▸ What is needed
Report only how many lines of the records contain the word "region".

▸ Data extracts
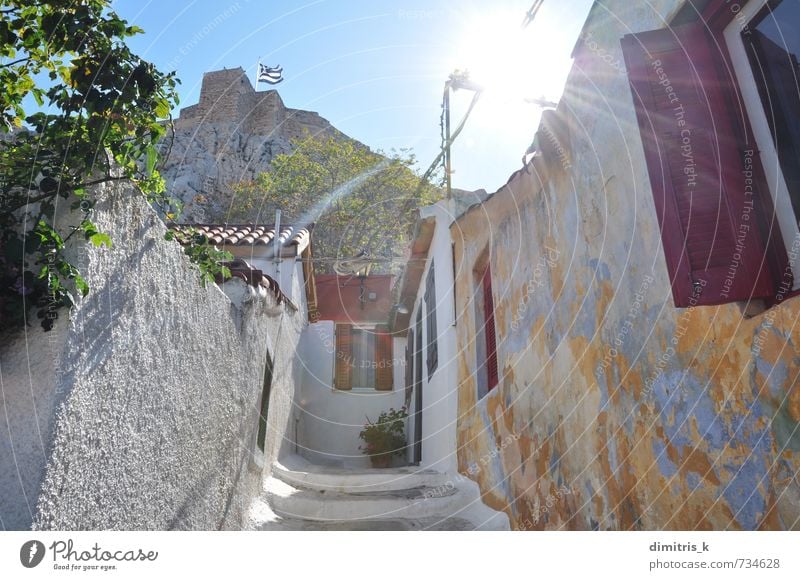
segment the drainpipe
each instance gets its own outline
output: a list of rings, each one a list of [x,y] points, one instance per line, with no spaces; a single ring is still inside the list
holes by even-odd
[[[272,240],[275,281],[281,286],[281,210],[275,210],[275,239]]]
[[[445,150],[444,150],[444,176],[445,176],[445,192],[446,199],[450,199],[453,195],[453,187],[451,183],[451,175],[453,168],[450,165],[450,82],[444,85],[444,98],[442,99],[444,106],[444,131],[445,131]]]

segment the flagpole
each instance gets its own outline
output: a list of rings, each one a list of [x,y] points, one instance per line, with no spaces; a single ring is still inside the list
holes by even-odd
[[[253,88],[258,90],[258,75],[261,72],[261,57],[258,57],[258,63],[256,64],[256,82],[253,83]]]

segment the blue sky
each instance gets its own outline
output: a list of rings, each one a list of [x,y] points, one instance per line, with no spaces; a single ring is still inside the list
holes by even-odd
[[[442,88],[455,69],[487,87],[453,151],[453,186],[494,191],[521,163],[540,111],[525,96],[557,99],[591,0],[117,0],[145,34],[132,48],[182,81],[197,102],[204,72],[259,57],[280,64],[276,88],[292,108],[319,112],[373,149],[410,147],[424,170],[438,153]],[[268,87],[261,84],[259,90]],[[459,91],[453,122],[471,95]]]

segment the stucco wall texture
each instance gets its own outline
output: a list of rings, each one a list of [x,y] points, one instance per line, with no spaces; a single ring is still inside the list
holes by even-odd
[[[201,287],[131,188],[100,186],[94,219],[113,247],[78,258],[90,294],[52,333],[32,327],[0,347],[6,529],[237,528],[261,466],[288,445],[303,313],[242,281],[224,286],[234,302]]]
[[[800,529],[800,298],[672,303],[619,39],[678,4],[595,4],[543,156],[451,228],[459,470],[516,529]],[[478,401],[487,247],[501,380]]]

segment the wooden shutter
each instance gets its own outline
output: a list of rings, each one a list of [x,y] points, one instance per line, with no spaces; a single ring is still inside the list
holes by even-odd
[[[385,325],[375,328],[375,388],[379,391],[392,390],[394,374],[392,335]]]
[[[745,151],[755,147],[737,138],[726,96],[735,89],[720,73],[713,42],[697,23],[622,39],[678,307],[774,293],[755,213],[758,188],[744,173]]]
[[[494,299],[492,298],[492,271],[486,264],[483,273],[483,334],[486,337],[486,383],[488,390],[497,386],[497,337],[494,327]]]
[[[353,327],[350,324],[336,325],[336,372],[334,386],[347,391],[353,388]]]
[[[434,277],[433,260],[428,269],[428,278],[425,281],[425,307],[427,308],[428,322],[428,380],[436,371],[439,363],[438,331],[436,329],[436,279]]]

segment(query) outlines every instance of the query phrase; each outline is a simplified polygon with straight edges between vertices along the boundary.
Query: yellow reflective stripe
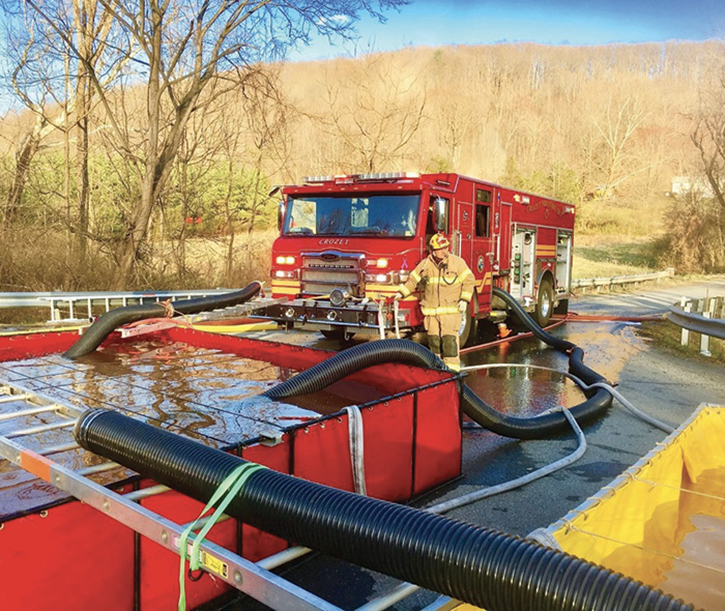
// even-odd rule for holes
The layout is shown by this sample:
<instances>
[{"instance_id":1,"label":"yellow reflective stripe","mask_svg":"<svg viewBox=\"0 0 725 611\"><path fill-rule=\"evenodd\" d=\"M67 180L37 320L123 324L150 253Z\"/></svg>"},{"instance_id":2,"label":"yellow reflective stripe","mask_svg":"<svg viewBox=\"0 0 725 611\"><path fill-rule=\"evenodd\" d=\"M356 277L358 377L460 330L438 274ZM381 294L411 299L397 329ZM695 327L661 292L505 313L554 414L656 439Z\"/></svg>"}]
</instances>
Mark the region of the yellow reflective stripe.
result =
<instances>
[{"instance_id":1,"label":"yellow reflective stripe","mask_svg":"<svg viewBox=\"0 0 725 611\"><path fill-rule=\"evenodd\" d=\"M272 280L273 295L297 295L299 292L299 280Z\"/></svg>"},{"instance_id":2,"label":"yellow reflective stripe","mask_svg":"<svg viewBox=\"0 0 725 611\"><path fill-rule=\"evenodd\" d=\"M410 295L410 293L412 292L412 291L409 291L409 290L408 290L408 287L406 287L406 286L405 286L404 284L403 284L403 285L401 285L401 286L400 286L400 287L398 288L398 291L400 292L400 294L401 294L401 295L402 295L403 297L407 297L407 296L408 296L408 295Z\"/></svg>"},{"instance_id":3,"label":"yellow reflective stripe","mask_svg":"<svg viewBox=\"0 0 725 611\"><path fill-rule=\"evenodd\" d=\"M461 282L463 282L463 280L465 280L466 278L468 278L468 276L473 276L473 272L470 269L467 269L466 268L463 271L463 273L461 274Z\"/></svg>"},{"instance_id":4,"label":"yellow reflective stripe","mask_svg":"<svg viewBox=\"0 0 725 611\"><path fill-rule=\"evenodd\" d=\"M461 299L463 299L463 301L471 301L471 297L473 297L473 293L461 291Z\"/></svg>"},{"instance_id":5,"label":"yellow reflective stripe","mask_svg":"<svg viewBox=\"0 0 725 611\"><path fill-rule=\"evenodd\" d=\"M423 316L440 316L441 314L460 314L457 306L441 306L440 308L426 308L421 306Z\"/></svg>"},{"instance_id":6,"label":"yellow reflective stripe","mask_svg":"<svg viewBox=\"0 0 725 611\"><path fill-rule=\"evenodd\" d=\"M299 280L272 280L272 288L286 286L289 288L300 288Z\"/></svg>"},{"instance_id":7,"label":"yellow reflective stripe","mask_svg":"<svg viewBox=\"0 0 725 611\"><path fill-rule=\"evenodd\" d=\"M489 284L491 284L491 272L486 272L483 278L481 278L481 282L478 283L478 287L483 290Z\"/></svg>"},{"instance_id":8,"label":"yellow reflective stripe","mask_svg":"<svg viewBox=\"0 0 725 611\"><path fill-rule=\"evenodd\" d=\"M299 289L281 289L281 288L272 288L272 294L273 295L297 295L300 292Z\"/></svg>"},{"instance_id":9,"label":"yellow reflective stripe","mask_svg":"<svg viewBox=\"0 0 725 611\"><path fill-rule=\"evenodd\" d=\"M415 283L416 283L416 284L417 284L418 282L420 282L420 274L419 274L418 272L416 272L415 270L413 270L412 272L410 272L410 277L411 277L411 278L412 278L413 280L415 280Z\"/></svg>"}]
</instances>

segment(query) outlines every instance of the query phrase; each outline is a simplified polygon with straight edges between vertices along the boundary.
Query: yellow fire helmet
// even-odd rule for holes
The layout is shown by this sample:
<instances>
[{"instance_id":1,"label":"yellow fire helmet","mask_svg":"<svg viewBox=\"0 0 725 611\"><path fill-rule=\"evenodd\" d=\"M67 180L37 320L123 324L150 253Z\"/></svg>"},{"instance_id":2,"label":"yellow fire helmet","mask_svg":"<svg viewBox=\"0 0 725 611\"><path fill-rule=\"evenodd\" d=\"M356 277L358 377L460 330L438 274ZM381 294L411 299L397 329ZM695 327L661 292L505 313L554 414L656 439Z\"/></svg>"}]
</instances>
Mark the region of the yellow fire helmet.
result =
<instances>
[{"instance_id":1,"label":"yellow fire helmet","mask_svg":"<svg viewBox=\"0 0 725 611\"><path fill-rule=\"evenodd\" d=\"M442 233L435 234L429 242L431 250L438 250L439 248L448 248L451 245L450 241Z\"/></svg>"}]
</instances>

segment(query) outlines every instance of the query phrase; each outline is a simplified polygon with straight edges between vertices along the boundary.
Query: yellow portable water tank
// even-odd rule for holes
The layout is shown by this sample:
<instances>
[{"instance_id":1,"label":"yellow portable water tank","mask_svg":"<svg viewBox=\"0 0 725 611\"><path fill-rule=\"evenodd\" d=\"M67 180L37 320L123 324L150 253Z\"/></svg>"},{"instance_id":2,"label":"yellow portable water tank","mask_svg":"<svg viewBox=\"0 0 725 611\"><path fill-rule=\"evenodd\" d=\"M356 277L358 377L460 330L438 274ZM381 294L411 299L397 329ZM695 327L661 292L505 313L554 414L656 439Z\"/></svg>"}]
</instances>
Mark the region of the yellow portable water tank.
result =
<instances>
[{"instance_id":1,"label":"yellow portable water tank","mask_svg":"<svg viewBox=\"0 0 725 611\"><path fill-rule=\"evenodd\" d=\"M725 609L725 407L674 433L547 530L565 552Z\"/></svg>"}]
</instances>

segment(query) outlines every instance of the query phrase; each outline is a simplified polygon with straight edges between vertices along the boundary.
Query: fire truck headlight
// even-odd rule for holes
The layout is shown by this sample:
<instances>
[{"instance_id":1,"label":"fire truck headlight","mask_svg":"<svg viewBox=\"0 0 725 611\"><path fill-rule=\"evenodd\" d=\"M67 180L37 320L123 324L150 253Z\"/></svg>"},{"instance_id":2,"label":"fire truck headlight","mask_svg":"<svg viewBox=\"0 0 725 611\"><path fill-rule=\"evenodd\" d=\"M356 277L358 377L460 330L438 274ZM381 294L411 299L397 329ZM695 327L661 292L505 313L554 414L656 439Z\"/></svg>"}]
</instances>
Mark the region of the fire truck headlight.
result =
<instances>
[{"instance_id":1,"label":"fire truck headlight","mask_svg":"<svg viewBox=\"0 0 725 611\"><path fill-rule=\"evenodd\" d=\"M294 280L297 277L297 271L296 270L286 271L283 269L278 269L276 272L274 272L274 277L288 279L288 280Z\"/></svg>"},{"instance_id":2,"label":"fire truck headlight","mask_svg":"<svg viewBox=\"0 0 725 611\"><path fill-rule=\"evenodd\" d=\"M365 282L375 284L392 284L391 277L388 274L365 274Z\"/></svg>"},{"instance_id":3,"label":"fire truck headlight","mask_svg":"<svg viewBox=\"0 0 725 611\"><path fill-rule=\"evenodd\" d=\"M275 262L277 263L277 265L294 265L295 258L291 256L280 255L275 259Z\"/></svg>"},{"instance_id":4,"label":"fire truck headlight","mask_svg":"<svg viewBox=\"0 0 725 611\"><path fill-rule=\"evenodd\" d=\"M285 312L284 312L284 315L285 315L285 316L286 316L287 318L294 318L294 316L295 316L295 311L294 311L294 308L287 308L287 309L285 310Z\"/></svg>"},{"instance_id":5,"label":"fire truck headlight","mask_svg":"<svg viewBox=\"0 0 725 611\"><path fill-rule=\"evenodd\" d=\"M385 269L386 267L388 267L388 263L389 261L387 259L378 259L375 262L375 267L377 267L378 269Z\"/></svg>"}]
</instances>

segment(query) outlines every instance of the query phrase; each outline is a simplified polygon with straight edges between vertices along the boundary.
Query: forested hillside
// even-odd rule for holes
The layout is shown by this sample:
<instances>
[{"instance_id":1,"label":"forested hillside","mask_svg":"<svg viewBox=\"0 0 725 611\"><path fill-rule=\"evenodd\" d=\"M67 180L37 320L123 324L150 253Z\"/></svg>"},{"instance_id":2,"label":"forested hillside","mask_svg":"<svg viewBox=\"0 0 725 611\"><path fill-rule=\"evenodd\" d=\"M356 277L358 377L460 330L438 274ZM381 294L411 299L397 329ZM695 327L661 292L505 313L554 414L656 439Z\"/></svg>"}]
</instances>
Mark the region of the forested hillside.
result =
<instances>
[{"instance_id":1,"label":"forested hillside","mask_svg":"<svg viewBox=\"0 0 725 611\"><path fill-rule=\"evenodd\" d=\"M701 173L690 135L723 60L720 43L525 44L287 65L280 86L303 114L283 178L454 170L584 203L580 228L606 229L605 208L645 212ZM616 229L649 232L647 217Z\"/></svg>"},{"instance_id":2,"label":"forested hillside","mask_svg":"<svg viewBox=\"0 0 725 611\"><path fill-rule=\"evenodd\" d=\"M548 194L577 204L580 235L660 236L671 263L720 269L725 202L666 194L676 176L718 184L706 170L722 164L712 143L718 109L725 116L724 65L716 41L256 63L216 78L172 135L178 154L148 219L138 212L152 137L147 88L117 80L103 96L75 89L66 108L35 104L0 123L0 290L238 282L264 268L273 185L398 170ZM161 129L178 112L162 103ZM681 238L703 228L717 231L695 257ZM137 250L124 251L134 230ZM190 258L200 238L217 242L208 256L218 258L201 279ZM37 264L40 243L51 269ZM137 265L119 282L124 256Z\"/></svg>"}]
</instances>

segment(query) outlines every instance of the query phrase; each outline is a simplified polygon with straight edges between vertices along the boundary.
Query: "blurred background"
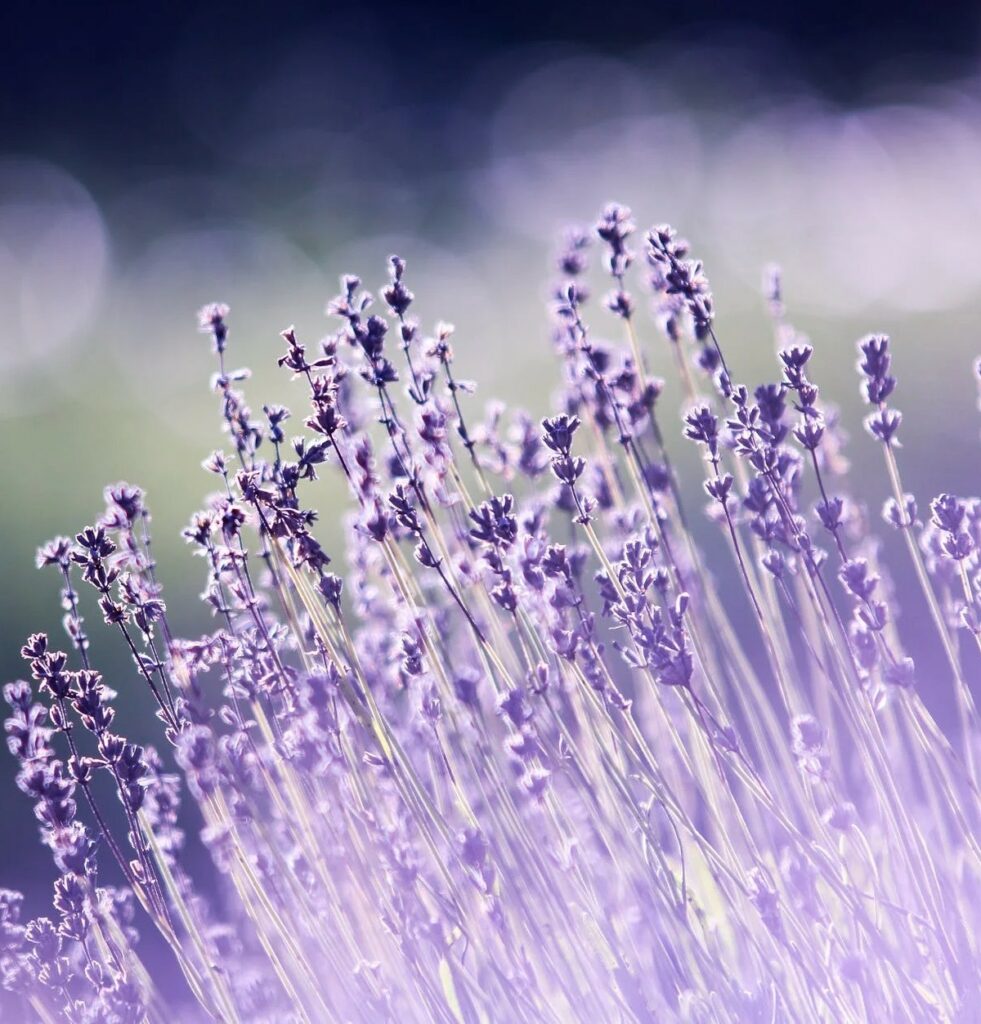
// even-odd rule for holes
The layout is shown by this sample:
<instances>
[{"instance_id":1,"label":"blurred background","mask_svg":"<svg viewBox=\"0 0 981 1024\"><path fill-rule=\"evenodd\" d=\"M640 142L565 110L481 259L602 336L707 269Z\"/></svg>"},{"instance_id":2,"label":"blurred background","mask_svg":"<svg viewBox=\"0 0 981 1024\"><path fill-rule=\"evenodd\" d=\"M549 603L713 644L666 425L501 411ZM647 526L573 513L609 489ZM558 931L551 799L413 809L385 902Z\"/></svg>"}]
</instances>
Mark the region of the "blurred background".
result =
<instances>
[{"instance_id":1,"label":"blurred background","mask_svg":"<svg viewBox=\"0 0 981 1024\"><path fill-rule=\"evenodd\" d=\"M775 374L761 270L783 266L873 509L887 482L854 373L871 330L895 340L921 507L978 491L974 4L245 0L8 4L0 18L3 680L22 673L27 633L59 629L35 547L90 522L118 479L149 492L174 622L209 627L179 537L222 438L200 305L232 307L253 406L288 401L279 330L319 337L337 276L377 287L398 251L424 327L456 324L471 401L542 413L558 380L544 312L556 240L610 199L692 240L730 361L754 382ZM680 405L673 383L665 402L665 416ZM691 459L675 426L669 444ZM329 542L343 495L321 486ZM88 610L122 724L151 739L135 673ZM920 664L927 684L946 679L939 650ZM927 694L944 720L946 686ZM0 884L43 902L47 855L0 761Z\"/></svg>"}]
</instances>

▸ Solved problem
6